Text block:
■ ■ ■ ■
Normally the fans would have a good idea of what will happen at Catalunya because pre-season testing is traditionally held at the track. However, due to Covid, testing was held in Bahrain this year making the race more intriguing.
Can anyone beat Mercedes?
Hamilton has won five of the last seven runnings of the Spanish Grand Prix, including the last four.
The only other winners have been Verstappen in 2016 and Nico Rosberg a year prior. More worrying for the rest of the field is that both Mercedes cars have finished on the podium in every race since 2014, apart from in 2016. In that particular race, Hamilton was on pole, and Rosberg on the front row.
They were guaranteed a one-two finish, if they hadn’t collided at turn four. They are the team to beat, again, and they know it.
The biggest challenge to the Mercedes duo will undoubtedly come from Red Bull. Both Verstappen and Sergio Perez were excellent a week ago, in Portugal, despite complaining about the car.
The margin between the winner and second traditionally isn’t that far, so errors could be very costly in Spain. So far, Red Bull have made a few too many this season.
Don’t rule out Ferrari either, whom have shown fantastic pace this weekend, so far. Their best chance of a podium, or unlikely win, could come from Charles Leclerc.
Driver(s) to watch
Lando Norris has been in fantastic form for Mclaren, and could finish on the podium if he qualifies well. In fact, Mclaren are having their best season in what seems forever, lying third in the constructors championship.
Lance Stroll is another driver with a relatively good record at the track, and may be able to challenge for points and kickstart his season.
All in all, another good, competitive race awaits us. This weekend is going to go a very long way in showing everyone where each team stands. Think of it as a pre-season test, but for points.
■ ■ ■ ■
Extracted material:
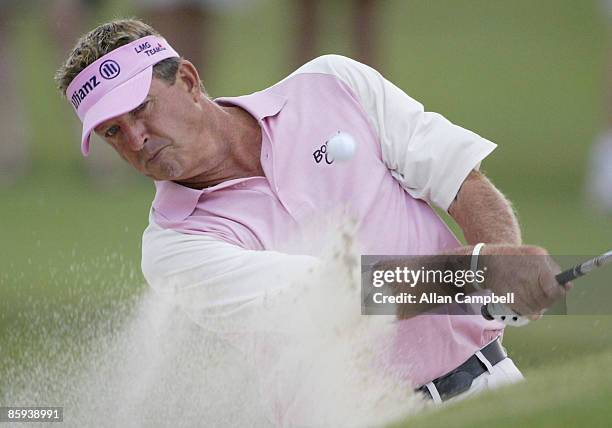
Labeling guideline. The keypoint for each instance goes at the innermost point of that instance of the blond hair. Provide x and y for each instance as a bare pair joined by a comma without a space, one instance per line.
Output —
104,39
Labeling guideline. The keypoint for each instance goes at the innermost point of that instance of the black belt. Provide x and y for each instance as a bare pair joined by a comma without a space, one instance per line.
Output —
460,379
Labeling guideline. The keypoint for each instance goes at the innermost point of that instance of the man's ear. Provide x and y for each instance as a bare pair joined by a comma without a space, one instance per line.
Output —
189,78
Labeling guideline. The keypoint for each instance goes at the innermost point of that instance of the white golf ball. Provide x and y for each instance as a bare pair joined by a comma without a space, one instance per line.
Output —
341,147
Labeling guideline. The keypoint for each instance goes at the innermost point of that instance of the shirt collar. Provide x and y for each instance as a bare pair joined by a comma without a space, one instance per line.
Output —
260,104
176,202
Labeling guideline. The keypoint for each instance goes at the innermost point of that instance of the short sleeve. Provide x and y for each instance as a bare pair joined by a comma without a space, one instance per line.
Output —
427,154
211,279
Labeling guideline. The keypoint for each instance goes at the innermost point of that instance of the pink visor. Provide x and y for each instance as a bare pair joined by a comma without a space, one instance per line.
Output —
116,83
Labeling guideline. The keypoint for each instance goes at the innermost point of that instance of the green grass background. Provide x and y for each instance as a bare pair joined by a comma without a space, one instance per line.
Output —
528,75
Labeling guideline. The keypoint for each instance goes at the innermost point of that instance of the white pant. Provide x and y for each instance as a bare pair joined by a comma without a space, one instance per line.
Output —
502,373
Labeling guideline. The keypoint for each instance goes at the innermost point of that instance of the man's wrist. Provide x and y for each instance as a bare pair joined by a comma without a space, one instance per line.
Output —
474,263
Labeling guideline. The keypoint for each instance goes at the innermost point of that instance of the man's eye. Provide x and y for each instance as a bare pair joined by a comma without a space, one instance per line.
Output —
141,107
112,131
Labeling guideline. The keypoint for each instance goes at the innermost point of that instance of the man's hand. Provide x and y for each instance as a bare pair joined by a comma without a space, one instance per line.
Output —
527,271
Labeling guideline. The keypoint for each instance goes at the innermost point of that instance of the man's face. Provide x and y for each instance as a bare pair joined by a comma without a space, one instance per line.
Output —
163,137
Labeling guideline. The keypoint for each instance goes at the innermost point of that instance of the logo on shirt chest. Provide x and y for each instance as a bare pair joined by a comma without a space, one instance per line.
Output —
321,155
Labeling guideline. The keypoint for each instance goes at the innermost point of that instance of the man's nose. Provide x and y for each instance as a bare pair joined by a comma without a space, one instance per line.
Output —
136,136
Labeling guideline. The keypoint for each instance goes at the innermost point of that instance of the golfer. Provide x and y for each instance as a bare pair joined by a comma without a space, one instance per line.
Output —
239,178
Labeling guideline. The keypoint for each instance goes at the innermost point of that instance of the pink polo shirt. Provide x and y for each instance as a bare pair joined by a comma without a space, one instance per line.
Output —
406,159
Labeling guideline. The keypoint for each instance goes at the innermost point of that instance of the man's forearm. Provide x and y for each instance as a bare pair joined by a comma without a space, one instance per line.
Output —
484,214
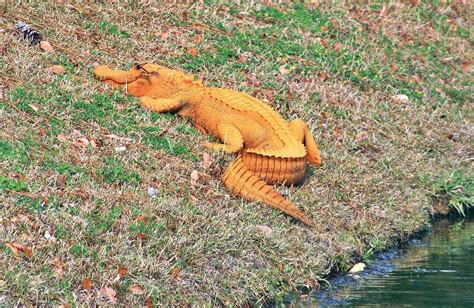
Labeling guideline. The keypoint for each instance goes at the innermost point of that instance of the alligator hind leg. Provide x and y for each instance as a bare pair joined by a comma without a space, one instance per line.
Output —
231,137
241,181
302,133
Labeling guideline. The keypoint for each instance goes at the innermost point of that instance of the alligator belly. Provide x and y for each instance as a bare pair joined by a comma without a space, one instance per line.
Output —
287,171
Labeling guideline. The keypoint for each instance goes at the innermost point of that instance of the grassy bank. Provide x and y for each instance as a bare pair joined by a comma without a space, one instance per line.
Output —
98,190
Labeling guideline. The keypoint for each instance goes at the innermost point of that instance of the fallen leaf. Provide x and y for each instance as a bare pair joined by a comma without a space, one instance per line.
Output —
447,60
46,46
136,289
41,132
61,138
254,81
49,236
120,149
265,230
87,284
311,283
453,136
94,144
194,177
122,271
58,266
400,98
383,11
151,192
16,248
33,107
416,78
82,142
175,272
193,52
109,293
57,69
280,267
337,46
283,70
206,160
197,39
13,248
466,66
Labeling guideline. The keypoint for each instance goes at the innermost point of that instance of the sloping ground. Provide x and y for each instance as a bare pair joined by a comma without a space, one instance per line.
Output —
385,90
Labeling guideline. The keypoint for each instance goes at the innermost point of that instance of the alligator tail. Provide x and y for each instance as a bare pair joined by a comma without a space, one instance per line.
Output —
241,181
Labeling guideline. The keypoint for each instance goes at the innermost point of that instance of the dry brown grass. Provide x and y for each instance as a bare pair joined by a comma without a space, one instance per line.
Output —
380,155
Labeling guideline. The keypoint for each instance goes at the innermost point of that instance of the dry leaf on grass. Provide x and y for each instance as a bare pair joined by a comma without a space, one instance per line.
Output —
122,271
283,70
57,69
400,98
87,284
61,138
46,46
33,107
175,272
82,142
265,230
136,289
323,76
193,52
16,248
197,39
206,160
194,177
58,266
109,293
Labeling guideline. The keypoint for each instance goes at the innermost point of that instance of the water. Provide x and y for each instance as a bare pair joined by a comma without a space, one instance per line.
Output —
435,271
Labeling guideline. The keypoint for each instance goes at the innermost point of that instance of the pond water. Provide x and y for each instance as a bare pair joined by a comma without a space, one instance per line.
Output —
437,270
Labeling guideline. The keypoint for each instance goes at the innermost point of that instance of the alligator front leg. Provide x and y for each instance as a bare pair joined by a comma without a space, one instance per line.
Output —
231,137
241,181
104,73
302,133
161,104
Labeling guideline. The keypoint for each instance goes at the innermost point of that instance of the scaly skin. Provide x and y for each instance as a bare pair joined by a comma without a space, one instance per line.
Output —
270,150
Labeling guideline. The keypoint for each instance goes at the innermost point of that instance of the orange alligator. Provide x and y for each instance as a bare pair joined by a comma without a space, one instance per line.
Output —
270,150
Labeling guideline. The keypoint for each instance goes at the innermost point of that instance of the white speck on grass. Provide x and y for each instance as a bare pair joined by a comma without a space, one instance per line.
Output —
120,149
151,192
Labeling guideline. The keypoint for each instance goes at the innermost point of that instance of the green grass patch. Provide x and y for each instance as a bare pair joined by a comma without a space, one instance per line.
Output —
458,189
115,173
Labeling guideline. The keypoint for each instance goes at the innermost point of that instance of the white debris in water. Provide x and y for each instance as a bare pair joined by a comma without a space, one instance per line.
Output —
359,267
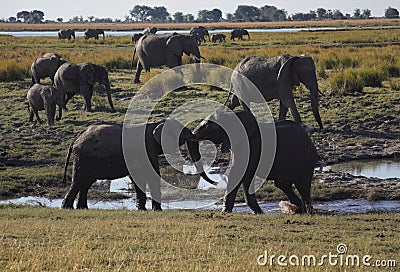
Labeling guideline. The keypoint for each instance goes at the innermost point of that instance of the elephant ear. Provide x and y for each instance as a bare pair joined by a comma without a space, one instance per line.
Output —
288,74
175,45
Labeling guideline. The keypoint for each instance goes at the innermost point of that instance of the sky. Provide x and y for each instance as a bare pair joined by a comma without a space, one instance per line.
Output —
54,9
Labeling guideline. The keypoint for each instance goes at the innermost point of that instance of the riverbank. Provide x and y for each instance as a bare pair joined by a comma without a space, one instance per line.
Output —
220,25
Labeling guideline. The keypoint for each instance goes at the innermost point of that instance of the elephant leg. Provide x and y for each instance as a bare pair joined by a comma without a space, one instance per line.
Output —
229,199
82,198
140,198
88,102
251,197
304,188
288,102
282,111
139,69
286,187
155,186
68,201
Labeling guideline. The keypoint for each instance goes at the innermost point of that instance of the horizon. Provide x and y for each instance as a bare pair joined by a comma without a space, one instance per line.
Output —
86,8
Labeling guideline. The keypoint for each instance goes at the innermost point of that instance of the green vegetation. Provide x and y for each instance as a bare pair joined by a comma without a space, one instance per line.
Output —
358,72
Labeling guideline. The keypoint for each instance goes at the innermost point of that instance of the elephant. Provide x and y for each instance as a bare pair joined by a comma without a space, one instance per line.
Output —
199,33
294,161
239,33
93,33
163,49
44,97
136,37
218,37
45,66
275,78
79,78
66,34
150,30
98,154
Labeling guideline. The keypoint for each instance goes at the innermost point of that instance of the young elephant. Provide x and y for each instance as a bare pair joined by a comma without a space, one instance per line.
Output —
44,97
73,78
46,66
294,161
99,153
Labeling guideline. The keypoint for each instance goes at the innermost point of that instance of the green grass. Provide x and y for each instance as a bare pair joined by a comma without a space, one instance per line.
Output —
41,239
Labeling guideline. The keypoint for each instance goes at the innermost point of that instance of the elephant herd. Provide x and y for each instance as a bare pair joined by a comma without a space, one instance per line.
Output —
98,150
89,33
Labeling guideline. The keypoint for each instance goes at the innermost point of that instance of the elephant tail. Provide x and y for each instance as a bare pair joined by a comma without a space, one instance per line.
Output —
133,59
67,161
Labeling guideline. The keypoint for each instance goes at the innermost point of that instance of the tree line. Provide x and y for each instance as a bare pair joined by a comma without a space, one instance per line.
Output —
243,13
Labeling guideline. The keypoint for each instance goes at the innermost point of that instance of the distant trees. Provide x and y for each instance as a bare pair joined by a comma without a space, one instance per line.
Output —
391,13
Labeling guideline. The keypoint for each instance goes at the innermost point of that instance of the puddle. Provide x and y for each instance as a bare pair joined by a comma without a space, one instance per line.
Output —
349,206
382,168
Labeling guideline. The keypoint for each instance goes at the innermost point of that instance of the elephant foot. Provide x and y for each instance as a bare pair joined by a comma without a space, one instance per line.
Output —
156,206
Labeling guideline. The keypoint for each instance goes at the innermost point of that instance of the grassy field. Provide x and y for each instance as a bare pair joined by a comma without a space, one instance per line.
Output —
40,239
359,73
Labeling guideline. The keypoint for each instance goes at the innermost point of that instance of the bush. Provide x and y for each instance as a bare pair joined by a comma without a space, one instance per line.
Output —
11,70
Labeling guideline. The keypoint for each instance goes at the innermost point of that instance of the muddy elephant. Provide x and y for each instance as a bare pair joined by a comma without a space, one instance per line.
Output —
199,33
239,33
93,33
45,66
218,37
79,78
163,49
253,151
66,34
150,30
98,154
44,97
136,37
275,79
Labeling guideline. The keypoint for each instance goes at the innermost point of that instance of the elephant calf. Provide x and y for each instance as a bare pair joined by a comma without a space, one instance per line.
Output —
44,97
99,153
■ ■ ■ ■
What to work on:
a - List every driver named in the Spanish Grand Prix preview above.
b - Answer these about the Spanish Grand Prix preview:
(i) Where was testing held this year?
(ii) How many of the last seven runnings of the Spanish Grand Prix has Hamilton won?
(iii) Where is Mclaren lying in the constructors championship?

Results of the exercise:
a -
Hamilton
Verstappen
Nico Rosberg
Sergio Perez
Charles Leclerc
Lando Norris
Lance Stroll

b -
(i) Bahrain
(ii) Five
(iii) Third